Set task
Write out word for word everything from the line containing "For each instance of the tussock" down to the end of the items below, including that first line.

Raw data
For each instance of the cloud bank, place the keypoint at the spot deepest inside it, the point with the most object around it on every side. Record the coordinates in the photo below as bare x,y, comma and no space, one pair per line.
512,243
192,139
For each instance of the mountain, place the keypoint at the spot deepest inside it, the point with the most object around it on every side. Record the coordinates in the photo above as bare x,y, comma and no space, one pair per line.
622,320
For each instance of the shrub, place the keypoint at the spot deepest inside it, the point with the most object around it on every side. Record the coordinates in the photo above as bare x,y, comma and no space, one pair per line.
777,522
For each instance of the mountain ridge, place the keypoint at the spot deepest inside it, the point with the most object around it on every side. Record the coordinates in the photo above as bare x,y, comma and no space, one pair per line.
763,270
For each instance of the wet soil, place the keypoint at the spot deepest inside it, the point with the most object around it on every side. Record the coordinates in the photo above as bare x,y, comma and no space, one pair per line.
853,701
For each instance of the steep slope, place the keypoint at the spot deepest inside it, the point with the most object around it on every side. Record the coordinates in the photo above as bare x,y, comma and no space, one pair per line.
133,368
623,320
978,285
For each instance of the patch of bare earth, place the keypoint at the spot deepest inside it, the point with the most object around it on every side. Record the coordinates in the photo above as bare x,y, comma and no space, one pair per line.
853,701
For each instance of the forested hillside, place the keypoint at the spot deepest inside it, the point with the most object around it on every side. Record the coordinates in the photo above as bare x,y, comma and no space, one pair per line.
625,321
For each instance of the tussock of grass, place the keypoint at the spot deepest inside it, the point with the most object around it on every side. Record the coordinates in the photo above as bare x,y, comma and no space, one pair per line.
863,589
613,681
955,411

Full response
For each instance of the tussock of grass, place the keypoint at the spot deepest inside it, the point with the most object around it on every side. Record the coordinates in the photo above as bare x,y, comma and no space, one pair per line.
863,589
613,681
955,411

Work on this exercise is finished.